**Data shown**

_ _ _ _ _

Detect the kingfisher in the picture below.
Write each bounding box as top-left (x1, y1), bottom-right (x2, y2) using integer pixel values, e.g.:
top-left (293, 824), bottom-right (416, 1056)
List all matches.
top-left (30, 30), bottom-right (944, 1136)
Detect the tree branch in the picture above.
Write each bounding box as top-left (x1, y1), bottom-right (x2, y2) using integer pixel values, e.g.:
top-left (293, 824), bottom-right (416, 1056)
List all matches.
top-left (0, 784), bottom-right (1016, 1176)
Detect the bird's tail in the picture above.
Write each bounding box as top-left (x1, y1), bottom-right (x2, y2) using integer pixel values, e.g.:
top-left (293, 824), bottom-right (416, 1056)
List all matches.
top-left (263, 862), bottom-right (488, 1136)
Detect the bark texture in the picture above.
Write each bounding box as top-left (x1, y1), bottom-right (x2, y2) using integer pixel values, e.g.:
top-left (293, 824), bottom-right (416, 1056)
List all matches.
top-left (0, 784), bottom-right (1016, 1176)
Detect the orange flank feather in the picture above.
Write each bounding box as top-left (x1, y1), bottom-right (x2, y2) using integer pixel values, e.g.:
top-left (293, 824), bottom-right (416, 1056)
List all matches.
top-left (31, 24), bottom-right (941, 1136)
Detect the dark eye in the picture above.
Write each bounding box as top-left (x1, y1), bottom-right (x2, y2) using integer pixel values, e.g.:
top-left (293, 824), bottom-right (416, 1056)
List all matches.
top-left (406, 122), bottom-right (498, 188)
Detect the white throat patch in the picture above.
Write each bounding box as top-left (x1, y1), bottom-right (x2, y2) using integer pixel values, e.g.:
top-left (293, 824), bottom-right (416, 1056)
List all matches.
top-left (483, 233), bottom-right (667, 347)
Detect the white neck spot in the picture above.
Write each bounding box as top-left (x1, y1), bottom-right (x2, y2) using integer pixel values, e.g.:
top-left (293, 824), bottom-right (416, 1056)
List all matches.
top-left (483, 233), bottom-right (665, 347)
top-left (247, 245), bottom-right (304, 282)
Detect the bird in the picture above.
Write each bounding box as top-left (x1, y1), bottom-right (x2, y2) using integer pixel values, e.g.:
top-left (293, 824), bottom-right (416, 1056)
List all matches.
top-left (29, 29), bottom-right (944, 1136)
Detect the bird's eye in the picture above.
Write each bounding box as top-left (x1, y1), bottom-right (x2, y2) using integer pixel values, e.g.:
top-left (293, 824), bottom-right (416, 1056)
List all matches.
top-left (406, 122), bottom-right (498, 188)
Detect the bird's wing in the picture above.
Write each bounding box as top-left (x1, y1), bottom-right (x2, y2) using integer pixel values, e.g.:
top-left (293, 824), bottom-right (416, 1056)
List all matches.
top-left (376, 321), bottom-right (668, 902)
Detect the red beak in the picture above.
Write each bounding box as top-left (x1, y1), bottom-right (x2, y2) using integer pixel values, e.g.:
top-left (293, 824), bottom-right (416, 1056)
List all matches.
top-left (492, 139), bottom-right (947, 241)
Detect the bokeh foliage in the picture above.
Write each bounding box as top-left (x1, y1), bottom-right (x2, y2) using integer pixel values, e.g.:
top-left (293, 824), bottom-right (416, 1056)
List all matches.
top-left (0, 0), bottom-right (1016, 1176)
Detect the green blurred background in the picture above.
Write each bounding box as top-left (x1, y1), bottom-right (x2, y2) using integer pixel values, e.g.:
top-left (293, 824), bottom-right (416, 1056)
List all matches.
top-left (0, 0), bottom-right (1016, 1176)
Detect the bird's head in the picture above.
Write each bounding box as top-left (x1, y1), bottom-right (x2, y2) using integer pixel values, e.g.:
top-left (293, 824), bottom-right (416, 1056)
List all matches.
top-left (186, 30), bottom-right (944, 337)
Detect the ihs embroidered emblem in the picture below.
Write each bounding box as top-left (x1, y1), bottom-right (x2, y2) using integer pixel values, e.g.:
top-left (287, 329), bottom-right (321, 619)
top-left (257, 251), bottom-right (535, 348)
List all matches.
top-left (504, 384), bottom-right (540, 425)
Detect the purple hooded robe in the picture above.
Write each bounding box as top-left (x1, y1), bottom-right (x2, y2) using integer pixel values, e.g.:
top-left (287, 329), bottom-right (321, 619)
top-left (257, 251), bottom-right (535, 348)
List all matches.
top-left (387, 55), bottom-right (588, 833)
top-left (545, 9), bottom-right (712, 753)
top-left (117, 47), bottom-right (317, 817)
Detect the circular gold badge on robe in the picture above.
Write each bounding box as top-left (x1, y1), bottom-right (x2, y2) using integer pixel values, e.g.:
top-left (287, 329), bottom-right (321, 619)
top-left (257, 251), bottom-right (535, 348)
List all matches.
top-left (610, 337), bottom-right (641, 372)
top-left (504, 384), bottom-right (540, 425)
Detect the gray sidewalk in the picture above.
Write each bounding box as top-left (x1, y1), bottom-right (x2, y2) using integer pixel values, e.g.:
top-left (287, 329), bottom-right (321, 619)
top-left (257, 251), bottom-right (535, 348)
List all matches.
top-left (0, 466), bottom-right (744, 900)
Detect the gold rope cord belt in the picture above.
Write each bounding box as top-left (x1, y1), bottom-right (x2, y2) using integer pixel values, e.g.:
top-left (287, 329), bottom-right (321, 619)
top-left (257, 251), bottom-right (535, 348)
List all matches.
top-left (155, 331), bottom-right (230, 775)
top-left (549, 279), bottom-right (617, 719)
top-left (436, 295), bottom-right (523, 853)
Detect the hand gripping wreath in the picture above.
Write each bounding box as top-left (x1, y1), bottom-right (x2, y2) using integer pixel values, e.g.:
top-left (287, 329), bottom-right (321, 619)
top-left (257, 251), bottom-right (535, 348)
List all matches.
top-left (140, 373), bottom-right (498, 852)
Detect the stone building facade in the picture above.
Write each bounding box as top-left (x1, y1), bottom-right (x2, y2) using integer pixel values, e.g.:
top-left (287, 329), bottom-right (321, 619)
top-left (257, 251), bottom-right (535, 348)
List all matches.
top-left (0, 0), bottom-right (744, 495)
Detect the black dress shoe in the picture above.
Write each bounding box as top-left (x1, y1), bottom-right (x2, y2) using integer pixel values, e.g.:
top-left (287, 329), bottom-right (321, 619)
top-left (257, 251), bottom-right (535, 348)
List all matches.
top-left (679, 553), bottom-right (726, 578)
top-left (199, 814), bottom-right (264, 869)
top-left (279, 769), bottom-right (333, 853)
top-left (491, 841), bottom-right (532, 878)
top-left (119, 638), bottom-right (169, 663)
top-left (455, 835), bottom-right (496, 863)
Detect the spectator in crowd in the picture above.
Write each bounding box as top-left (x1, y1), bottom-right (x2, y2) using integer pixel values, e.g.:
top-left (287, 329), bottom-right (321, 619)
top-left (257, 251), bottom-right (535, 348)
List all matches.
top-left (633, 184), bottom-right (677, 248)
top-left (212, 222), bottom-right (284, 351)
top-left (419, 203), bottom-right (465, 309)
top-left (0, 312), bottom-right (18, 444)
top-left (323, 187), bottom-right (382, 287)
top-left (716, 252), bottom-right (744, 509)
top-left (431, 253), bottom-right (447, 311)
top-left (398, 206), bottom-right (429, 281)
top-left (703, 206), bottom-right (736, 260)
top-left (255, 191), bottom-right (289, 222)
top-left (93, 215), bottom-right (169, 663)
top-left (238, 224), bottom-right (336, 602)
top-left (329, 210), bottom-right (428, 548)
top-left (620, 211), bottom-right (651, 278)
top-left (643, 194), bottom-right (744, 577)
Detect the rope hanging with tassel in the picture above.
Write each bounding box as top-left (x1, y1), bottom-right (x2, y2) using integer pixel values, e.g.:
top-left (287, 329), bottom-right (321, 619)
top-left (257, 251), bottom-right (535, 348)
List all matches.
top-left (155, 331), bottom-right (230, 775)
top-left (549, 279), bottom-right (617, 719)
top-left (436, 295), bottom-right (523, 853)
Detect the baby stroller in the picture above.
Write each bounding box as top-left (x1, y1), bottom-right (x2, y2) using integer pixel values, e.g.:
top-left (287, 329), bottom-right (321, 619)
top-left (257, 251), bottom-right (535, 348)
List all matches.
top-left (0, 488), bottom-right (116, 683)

_ _ _ _ _

**Task to complete**
Can you copy out, word for word, the rows from the line with "Detect the bird's tail in the picture above." up to and including the line with "top-left (263, 862), bottom-right (488, 1136)"?

**Answer**
Detect the bird's tail in the picture above.
Write each bounding box as top-left (x1, y1), bottom-right (x2, y2) using integer pixel values, e.g.:
top-left (293, 824), bottom-right (416, 1056)
List all matches.
top-left (263, 862), bottom-right (488, 1136)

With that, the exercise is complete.